─── Data ───

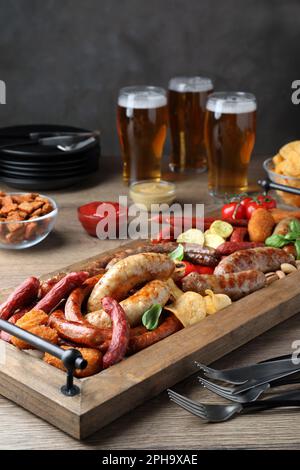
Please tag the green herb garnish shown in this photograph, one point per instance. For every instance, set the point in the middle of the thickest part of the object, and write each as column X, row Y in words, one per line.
column 151, row 317
column 177, row 254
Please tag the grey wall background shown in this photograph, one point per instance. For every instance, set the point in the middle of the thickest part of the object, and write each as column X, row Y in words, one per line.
column 64, row 60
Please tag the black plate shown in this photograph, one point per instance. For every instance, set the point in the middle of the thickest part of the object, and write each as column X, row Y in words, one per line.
column 43, row 169
column 43, row 175
column 43, row 185
column 34, row 148
column 42, row 164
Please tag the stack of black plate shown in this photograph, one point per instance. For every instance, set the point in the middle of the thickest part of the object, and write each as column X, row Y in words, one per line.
column 37, row 167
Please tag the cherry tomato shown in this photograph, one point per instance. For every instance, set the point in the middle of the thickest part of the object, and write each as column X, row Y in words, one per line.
column 196, row 268
column 166, row 234
column 245, row 201
column 233, row 210
column 251, row 207
column 266, row 201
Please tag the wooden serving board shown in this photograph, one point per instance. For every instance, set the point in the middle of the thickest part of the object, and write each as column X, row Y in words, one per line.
column 35, row 385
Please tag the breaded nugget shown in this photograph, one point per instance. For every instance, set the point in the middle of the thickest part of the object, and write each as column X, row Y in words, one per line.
column 260, row 225
column 45, row 332
column 33, row 318
column 93, row 357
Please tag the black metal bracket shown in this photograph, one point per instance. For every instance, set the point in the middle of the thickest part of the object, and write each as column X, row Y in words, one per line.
column 71, row 358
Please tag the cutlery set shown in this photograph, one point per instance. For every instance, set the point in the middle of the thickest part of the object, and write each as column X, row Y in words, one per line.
column 243, row 386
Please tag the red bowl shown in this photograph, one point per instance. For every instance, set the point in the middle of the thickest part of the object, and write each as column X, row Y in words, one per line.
column 89, row 218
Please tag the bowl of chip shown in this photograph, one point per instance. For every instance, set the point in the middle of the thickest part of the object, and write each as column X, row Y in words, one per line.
column 284, row 168
column 25, row 219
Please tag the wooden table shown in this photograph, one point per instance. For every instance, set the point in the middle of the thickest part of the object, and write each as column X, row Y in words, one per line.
column 158, row 423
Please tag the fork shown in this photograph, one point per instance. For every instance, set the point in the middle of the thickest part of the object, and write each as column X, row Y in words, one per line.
column 240, row 375
column 219, row 413
column 249, row 395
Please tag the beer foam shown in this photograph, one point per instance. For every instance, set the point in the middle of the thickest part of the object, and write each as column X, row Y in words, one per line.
column 190, row 84
column 142, row 100
column 231, row 103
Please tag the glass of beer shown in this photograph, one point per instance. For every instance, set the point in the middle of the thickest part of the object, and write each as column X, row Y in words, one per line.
column 187, row 102
column 230, row 125
column 142, row 122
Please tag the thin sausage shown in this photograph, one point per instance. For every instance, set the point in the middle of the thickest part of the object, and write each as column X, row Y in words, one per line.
column 235, row 285
column 227, row 248
column 120, row 335
column 192, row 251
column 154, row 292
column 23, row 295
column 79, row 333
column 61, row 290
column 263, row 259
column 169, row 326
column 74, row 302
column 128, row 273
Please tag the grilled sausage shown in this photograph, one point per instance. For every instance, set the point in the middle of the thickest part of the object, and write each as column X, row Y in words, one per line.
column 61, row 290
column 235, row 285
column 22, row 296
column 263, row 259
column 79, row 333
column 169, row 326
column 154, row 292
column 76, row 298
column 227, row 248
column 120, row 334
column 192, row 252
column 128, row 273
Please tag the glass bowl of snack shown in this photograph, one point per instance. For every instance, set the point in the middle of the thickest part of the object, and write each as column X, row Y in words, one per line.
column 284, row 168
column 25, row 219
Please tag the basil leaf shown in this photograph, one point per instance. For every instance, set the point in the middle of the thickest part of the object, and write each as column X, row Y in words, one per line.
column 297, row 246
column 294, row 226
column 291, row 236
column 177, row 254
column 276, row 241
column 151, row 316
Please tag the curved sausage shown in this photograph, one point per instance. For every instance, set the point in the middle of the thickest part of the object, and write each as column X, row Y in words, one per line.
column 154, row 292
column 76, row 298
column 120, row 334
column 92, row 269
column 263, row 259
column 169, row 326
column 192, row 251
column 23, row 295
column 61, row 290
column 235, row 285
column 128, row 273
column 79, row 333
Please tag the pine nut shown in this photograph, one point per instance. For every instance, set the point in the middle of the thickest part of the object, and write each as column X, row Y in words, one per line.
column 288, row 268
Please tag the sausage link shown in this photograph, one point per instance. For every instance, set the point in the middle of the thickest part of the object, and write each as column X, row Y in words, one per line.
column 13, row 319
column 120, row 335
column 154, row 292
column 61, row 290
column 92, row 268
column 76, row 298
column 192, row 252
column 263, row 259
column 79, row 333
column 227, row 248
column 169, row 326
column 23, row 295
column 235, row 285
column 128, row 273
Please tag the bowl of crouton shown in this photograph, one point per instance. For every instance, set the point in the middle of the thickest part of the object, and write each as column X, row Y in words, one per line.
column 25, row 219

───

Directions for this task —
The entries are to be written out again exactly, though without any images.

Expected answer —
Please tag the green herb garnish shown in this photograph, one point per instance. For every instance, set the point in the middle of the thickest part of the object, and write each as column X, row Y in words, one per line.
column 151, row 317
column 177, row 254
Please tag the grey wall background shown in this photograph, one point per instance. For every instance, set the point in the middle of the thickest part of the object, and write each as column X, row Y in words, one per line.
column 64, row 60
Please tag the black plate shown in this photograph, one point per instance. For every instance, set the point in the middle of the thickest part of the object, and write each as column X, row Y in words, one per line.
column 43, row 169
column 43, row 175
column 43, row 185
column 34, row 148
column 42, row 164
Please tag the stack of black plate shown in this photograph, one point per instance. For every instance, set the point in the middle of the thickest part of the object, and write each as column X, row Y in words, one per line.
column 37, row 167
Please tag the cherry tomato shown in this photograph, one point per instance. For every instance, set the point in the middle of the thickest part of the object, and write each as column X, row Y in words, one per line.
column 196, row 268
column 166, row 234
column 245, row 201
column 233, row 210
column 251, row 207
column 266, row 201
Please tag the wooden serving board shown in this photograph, one point per instance. For every instance, set the point in the middle of the thickest part of the object, and write each as column X, row Y in words, one per line.
column 35, row 385
Please tag the breaded nugget shown in this photograph, one point per instance. For every instance, set the point in the middle of the thickest part of the object, and write each as column X, row Y in words, one per line.
column 260, row 225
column 45, row 332
column 33, row 318
column 93, row 357
Please tag the black metal bracket shown in this photograph, one point per instance. For every instance, set the point in the middle of the thickest part of the object, and write each as column X, row Y in words, one per line.
column 71, row 358
Please tag the cutlery set shown in this photograph, one point per instance. For every instance, set the point in the middle of the thickest part of the object, and write each as column X, row Y in words, one per line.
column 243, row 386
Please tag the red bowl shown in this photograph, one point per instance. For every instance, set the point in the middle of the thickest part of the object, and write each as column X, row Y in words, one per line.
column 89, row 218
Please tag the bowl of chip shown in this photograph, one point per instance. For every instance, set the point in the middle of the thickest part of the object, and write each as column X, row Y in words, one per line.
column 284, row 168
column 25, row 219
Please tag the wooden table shown in this photograph, one point per instance. For every instance, set the point in the middle of the thickest part of the object, and write each as column X, row Y in words, one per line.
column 158, row 423
Please tag the fork shown in this photograph, one point per instance. For every instance, set the point in the middle of the thickest part of the object, and write each as column X, row Y in words, one per line.
column 240, row 375
column 219, row 413
column 249, row 395
Please tag the beer foam shown in this photograph, one point per instance. For every instance, set the point in the middle of the thickest part of the object, and write each as column X, row Y in words, one per line.
column 190, row 84
column 142, row 100
column 231, row 103
Please tag the glass of beer shown in this photograph, one point per instance. For every instance, set the point in the middle of the thickest part of the object, and write each as column X, row Y in words, one per line.
column 187, row 102
column 230, row 125
column 142, row 122
Please tag the thin sausage shown in this photograph, one point per instance. For every instance, set the point in the middle of the thickest part of the object, and write each as column X, row Y in words, one per line.
column 235, row 285
column 227, row 248
column 120, row 335
column 192, row 251
column 154, row 292
column 23, row 295
column 79, row 333
column 61, row 290
column 263, row 259
column 169, row 326
column 74, row 302
column 128, row 273
Please tag the grilled sausage shown in this photograph, one point per instance. For every instance, set the point in the middle of the thickest part of the object, and write each as column X, row Y in words, one per line.
column 61, row 290
column 235, row 285
column 22, row 296
column 263, row 259
column 79, row 333
column 169, row 326
column 154, row 292
column 76, row 298
column 227, row 248
column 120, row 334
column 192, row 252
column 128, row 273
Please tag the glass bowl of snack shown in this photograph, one point per instance. For every instance, set the point in the middle of the thickest part of the object, and write each as column X, row Y in words, one per line.
column 284, row 168
column 25, row 219
Please tag the basil leaf shown in this photograph, one point per instance. For every instance, set the point in the middle of the thickest part of the object, and write each as column X, row Y in words, one per line.
column 297, row 246
column 294, row 226
column 291, row 236
column 177, row 254
column 276, row 241
column 151, row 316
Please tag the curved sausage shown in this photograph, one point per instance. For every instance, set the point in the middle of the thickest part of the object, and write each as column X, row Y in words, one per line.
column 154, row 292
column 76, row 298
column 120, row 334
column 92, row 269
column 263, row 259
column 169, row 326
column 192, row 251
column 23, row 295
column 61, row 290
column 235, row 285
column 128, row 273
column 79, row 333
Please tag the pine nut shown in this photograph, one point per instance. For every instance, set the point in the middle of the thickest part of the object, and write each as column X, row Y in words, one per line.
column 288, row 268
Please tag the sausage link shown in this photograph, one point per instance. For every instance, set the point in the middle of the thickest part of the object, and write each as column X, row Y in words, one per line.
column 13, row 319
column 120, row 335
column 154, row 292
column 61, row 290
column 92, row 268
column 76, row 298
column 192, row 252
column 263, row 259
column 79, row 333
column 227, row 248
column 169, row 326
column 23, row 295
column 235, row 285
column 128, row 273
Please tag the bowl of crouton shown in this photograph, one point per instance. For every instance, set the point in the middle of the thickest part of the object, and write each as column X, row Y in words, one per line.
column 25, row 219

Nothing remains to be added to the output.